| Supplied records |
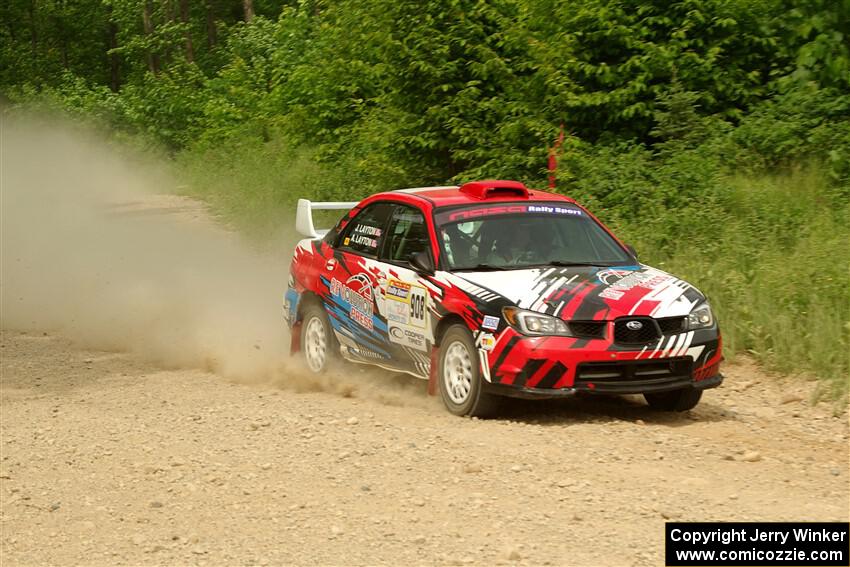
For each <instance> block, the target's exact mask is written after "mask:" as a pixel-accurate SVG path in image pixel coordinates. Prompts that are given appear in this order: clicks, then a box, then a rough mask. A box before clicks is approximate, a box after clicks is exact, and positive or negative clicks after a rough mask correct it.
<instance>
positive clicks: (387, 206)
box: [339, 203, 393, 258]
mask: <svg viewBox="0 0 850 567" xmlns="http://www.w3.org/2000/svg"><path fill="white" fill-rule="evenodd" d="M392 209H393V206H392V205H391V204H389V203H375V204H372V205H369V206H368V207H366V208H365V209H363V210H362V211H360V214H358V215H357V216H356V217H354V218H353V219H352V220H351V221H349V223H348V225H346V227H345V228H344V229H343V233H342V237H341V238H340V240H339V249H340V250H345V251H346V252H354V253H355V254H360V255H362V256H371V257H373V258H374V257H376V256H377V255H378V250H380V248H381V243H382V242H383V240H384V228H385V227H386V226H387V217H389V215H390V213H391V212H392Z"/></svg>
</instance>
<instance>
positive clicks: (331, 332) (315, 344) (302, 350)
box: [301, 303, 339, 374]
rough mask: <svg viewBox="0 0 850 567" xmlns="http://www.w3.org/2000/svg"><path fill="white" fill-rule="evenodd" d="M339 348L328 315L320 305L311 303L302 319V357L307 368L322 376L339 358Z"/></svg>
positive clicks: (312, 371)
mask: <svg viewBox="0 0 850 567" xmlns="http://www.w3.org/2000/svg"><path fill="white" fill-rule="evenodd" d="M338 352H339V346H337V342H336V336H335V335H334V332H333V328H332V327H331V323H330V321H329V320H328V315H327V313H326V312H325V310H324V309H323V308H322V306H321V305H320V304H318V303H311V304H310V305H308V306H307V307H306V308H305V309H304V316H303V317H302V319H301V355H302V358H303V359H304V363H305V364H306V365H307V368H308V369H309V370H310V371H311V372H313V373H315V374H322V373H324V372H326V371H327V370H328V368H329V367H330V366H331V365H332V364H333V362H334V361H335V359H336V358H337V353H338Z"/></svg>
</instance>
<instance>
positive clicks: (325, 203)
mask: <svg viewBox="0 0 850 567" xmlns="http://www.w3.org/2000/svg"><path fill="white" fill-rule="evenodd" d="M356 206H357V202H354V203H341V202H340V203H332V202H325V203H314V202H313V201H309V200H307V199H298V209H297V211H296V213H295V230H297V231H298V232H299V233H301V234H303V235H304V236H306V237H308V238H321V237H322V236H324V235H325V234H327V232H328V229H324V230H316V228H315V227H314V226H313V211H314V210H316V209H319V210H328V211H333V210H340V211H350V210H351V209H353V208H354V207H356Z"/></svg>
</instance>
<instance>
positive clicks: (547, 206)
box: [437, 204, 584, 224]
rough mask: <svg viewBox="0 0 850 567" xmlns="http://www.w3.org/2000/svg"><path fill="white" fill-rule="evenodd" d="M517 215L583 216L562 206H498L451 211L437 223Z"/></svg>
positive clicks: (443, 215) (440, 219)
mask: <svg viewBox="0 0 850 567" xmlns="http://www.w3.org/2000/svg"><path fill="white" fill-rule="evenodd" d="M518 213H536V214H540V213H543V214H550V215H575V216H580V215H583V214H584V213H582V211H581V209H578V208H576V207H569V206H563V205H547V204H539V205H500V206H491V207H475V208H472V209H464V210H461V211H452V212H450V213H444V214H440V215H438V216H437V222H439V223H440V224H442V223H445V222H456V221H463V220H472V219H476V218H480V217H488V216H493V215H510V214H518Z"/></svg>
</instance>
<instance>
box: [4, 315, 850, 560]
mask: <svg viewBox="0 0 850 567" xmlns="http://www.w3.org/2000/svg"><path fill="white" fill-rule="evenodd" d="M0 346H2V350H0V355H2V381H0V394H2V405H0V409H2V461H0V495H2V505H0V511H2V559H3V561H2V562H3V565H4V566H12V565H47V564H51V565H95V564H96V565H105V564H111V565H178V564H180V565H187V564H197V565H252V564H258V565H267V564H268V565H274V564H309V565H315V564H332V565H338V564H346V565H354V564H357V565H360V564H407V565H415V564H476V565H490V564H514V563H519V564H535V565H566V564H569V565H602V564H605V565H660V564H663V560H662V554H663V546H664V544H663V529H664V522H665V521H667V520H668V519H669V520H706V521H714V520H717V521H720V520H770V521H784V520H825V521H826V520H830V521H847V520H848V425H847V414H846V412H845V413H840V414H838V415H834V414H835V413H836V412H835V408H834V406H832V405H830V404H828V403H820V404H817V405H814V406H812V405H810V404H809V399H810V397H809V395H810V392H811V390H812V388H813V386H814V384H813V383H811V382H803V383H798V382H794V381H792V380H790V379H782V378H779V377H775V376H767V375H765V374H764V373H763V372H762V371H760V370H759V369H758V368H757V367H756V366H754V365H752V364H750V363H747V362H746V361H742V362H739V363H738V364H735V365H727V367H726V375H727V381H726V384H725V385H724V386H723V387H722V388H720V389H718V390H715V391H711V392H708V393H707V394H706V396H704V398H703V402H702V403H701V404H700V405H699V406H698V407H697V408H696V409H695V410H693V411H691V412H688V413H685V414H679V415H667V414H661V413H654V412H651V411H650V410H649V409H648V408H647V407H646V406H645V405H644V404H643V403H642V402H641V401H640V400H639V398H610V399H576V400H568V401H562V402H559V403H516V404H513V405H512V406H510V407H509V408H508V409H507V410H506V412H505V414H504V416H503V417H502V418H501V419H497V420H489V421H477V420H469V419H462V418H457V417H453V416H450V415H449V414H447V413H445V412H444V411H443V410H442V408H441V407H440V406H439V404H438V402H437V401H436V400H435V399H432V398H428V397H427V395H426V394H425V385H424V383H421V382H418V381H415V380H412V379H410V380H408V379H406V378H402V377H399V376H392V375H390V374H386V373H378V374H373V373H367V372H364V371H363V370H361V369H360V367H355V366H346V367H344V369H343V371H344V376H343V375H340V376H338V378H339V380H340V382H341V383H344V384H347V386H346V387H340V388H328V387H327V385H326V386H325V388H324V389H325V390H330V391H304V390H305V385H304V381H303V380H294V379H293V380H290V379H289V377H287V376H286V375H283V376H280V377H278V378H277V379H276V380H274V381H267V382H255V383H240V382H239V381H238V380H234V379H225V378H222V377H220V376H218V375H215V374H211V373H206V372H203V371H190V370H168V369H163V368H161V367H158V366H156V365H152V364H151V363H149V362H145V361H143V360H142V359H140V358H137V357H136V356H134V355H129V354H122V353H110V352H99V351H91V350H83V349H80V348H78V347H76V346H75V345H74V344H73V343H71V342H70V341H68V340H66V339H64V338H62V337H57V336H49V335H47V334H42V333H34V332H29V333H20V332H14V331H6V332H3V334H2V345H0ZM289 372H297V371H296V370H292V369H290V371H289ZM293 378H294V377H293ZM332 382H333V380H330V381H329V382H328V383H332ZM307 390H309V388H307Z"/></svg>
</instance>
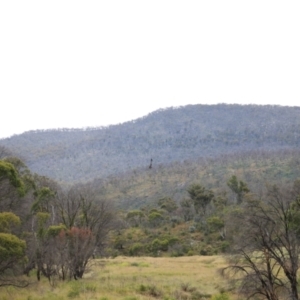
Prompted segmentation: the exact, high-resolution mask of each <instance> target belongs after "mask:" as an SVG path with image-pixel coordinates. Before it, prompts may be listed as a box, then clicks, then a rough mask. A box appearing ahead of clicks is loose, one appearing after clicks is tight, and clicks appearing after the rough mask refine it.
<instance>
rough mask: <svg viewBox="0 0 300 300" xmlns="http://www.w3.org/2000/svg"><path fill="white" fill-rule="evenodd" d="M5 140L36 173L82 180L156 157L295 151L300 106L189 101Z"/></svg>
mask: <svg viewBox="0 0 300 300" xmlns="http://www.w3.org/2000/svg"><path fill="white" fill-rule="evenodd" d="M100 122H101V120H99V123H100ZM0 145H1V146H5V147H6V148H8V149H10V150H11V151H12V152H14V155H15V156H17V157H21V158H22V159H23V160H24V161H25V162H26V164H27V165H28V167H29V168H30V169H31V170H32V171H34V172H37V173H39V174H42V175H46V176H49V177H51V178H54V179H56V180H59V181H61V182H69V183H72V182H80V181H81V182H82V181H89V180H92V179H94V178H99V177H102V178H103V177H107V176H109V175H117V174H120V173H126V172H128V171H130V170H134V169H137V168H144V169H147V168H148V166H149V164H150V159H151V158H152V159H153V167H154V168H157V167H158V166H159V165H161V164H164V165H165V164H170V163H173V162H183V161H185V160H195V159H199V158H213V157H217V156H219V155H221V154H222V155H223V154H230V153H237V152H239V153H240V152H244V151H247V152H249V151H252V150H259V149H261V150H267V151H268V150H272V151H274V150H280V149H296V148H298V147H299V145H300V108H299V107H280V106H258V105H246V106H242V105H225V104H219V105H189V106H185V107H179V108H169V109H165V110H158V111H155V112H153V113H150V114H149V115H147V116H145V117H143V118H140V119H137V120H135V121H131V122H127V123H124V124H119V125H114V126H109V127H106V128H89V129H85V130H82V129H74V130H48V131H31V132H26V133H24V134H21V135H16V136H12V137H10V138H7V139H2V140H0Z"/></svg>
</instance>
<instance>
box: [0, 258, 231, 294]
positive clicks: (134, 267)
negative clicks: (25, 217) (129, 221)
mask: <svg viewBox="0 0 300 300" xmlns="http://www.w3.org/2000/svg"><path fill="white" fill-rule="evenodd" d="M223 266H225V261H224V259H223V258H222V257H221V256H189V257H178V258H169V257H158V258H154V257H117V258H114V259H99V260H94V261H93V265H92V266H91V267H90V269H89V271H88V272H87V273H86V275H85V277H84V279H82V280H78V281H74V280H72V281H66V282H61V281H57V282H54V285H53V286H51V285H50V284H49V283H48V282H47V280H46V279H43V280H42V281H41V282H39V283H37V282H35V276H34V274H32V275H31V277H30V278H31V279H32V281H33V283H32V284H31V285H30V286H29V287H28V288H26V289H16V288H12V287H9V288H2V289H0V299H1V300H42V299H45V300H46V299H50V300H51V299H53V300H54V299H55V300H60V299H61V300H62V299H80V300H81V299H82V300H146V299H164V300H173V299H174V300H181V299H182V300H189V299H191V300H193V299H195V300H196V299H214V300H228V299H232V300H233V299H237V298H236V297H234V295H230V293H229V292H228V294H227V293H225V294H224V291H228V290H229V287H228V284H227V283H226V281H225V280H224V279H223V278H222V277H221V276H220V275H219V273H218V270H219V269H220V268H222V267H223ZM222 293H223V294H222Z"/></svg>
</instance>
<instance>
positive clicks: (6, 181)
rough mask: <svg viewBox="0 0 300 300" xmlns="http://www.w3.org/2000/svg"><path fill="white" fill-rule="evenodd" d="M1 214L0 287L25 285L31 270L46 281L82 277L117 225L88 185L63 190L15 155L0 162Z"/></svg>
mask: <svg viewBox="0 0 300 300" xmlns="http://www.w3.org/2000/svg"><path fill="white" fill-rule="evenodd" d="M2 150H3V149H2ZM3 152H5V151H2V154H3ZM0 211H1V213H0V286H8V285H14V286H20V287H24V286H26V285H27V284H28V283H29V279H27V278H26V277H25V276H22V274H26V275H29V274H30V273H31V270H32V269H35V270H36V276H37V280H40V278H41V276H45V277H46V278H48V280H49V282H50V283H53V280H54V279H57V278H59V279H61V280H66V279H72V278H74V279H79V278H82V276H83V274H84V272H85V271H86V268H87V266H88V263H89V261H90V260H91V259H92V258H93V257H95V256H100V255H103V254H104V252H103V251H104V250H105V248H106V238H107V235H108V233H109V232H110V231H111V230H112V229H113V228H116V226H118V225H117V224H118V220H117V215H116V213H115V211H114V209H113V207H112V205H111V203H109V202H107V201H105V200H103V199H99V197H98V196H97V195H96V194H95V193H94V191H93V188H92V187H91V186H88V185H79V184H78V185H75V186H72V187H71V188H69V189H63V188H62V187H60V186H59V185H58V184H57V183H56V182H54V181H53V180H51V179H49V178H47V177H43V176H39V175H37V174H32V173H31V172H30V171H29V170H28V168H27V167H26V165H25V164H24V163H23V162H22V161H21V160H20V159H18V158H15V157H5V158H3V159H2V160H0Z"/></svg>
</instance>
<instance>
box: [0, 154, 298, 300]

| What the task requires |
Please find every line in the records above that contains the word "then", and copy each of those lines.

| Output of the task |
For each <instance> block, the target's exact mask is written after "mask:" as a pixel-accurate SVG path in image pixel coordinates. Prompts that are given appear in this order: clicks, then a box, then a rough mask. A box before clicks is approximate, a box after clicks is exact, and positive or negative clicks after a rough mask correct it.
Prompted segmentation: the exact, high-resolution mask of each <instance> target belongs after "mask:" as an SVG path with image-pixel coordinates. Before it, prompts may be listed as a box, then clicks, then a rough mask. A box appearing ahead of clicks is loose, one appearing after clicks is tight, and clicks appearing after the rough mask refine it.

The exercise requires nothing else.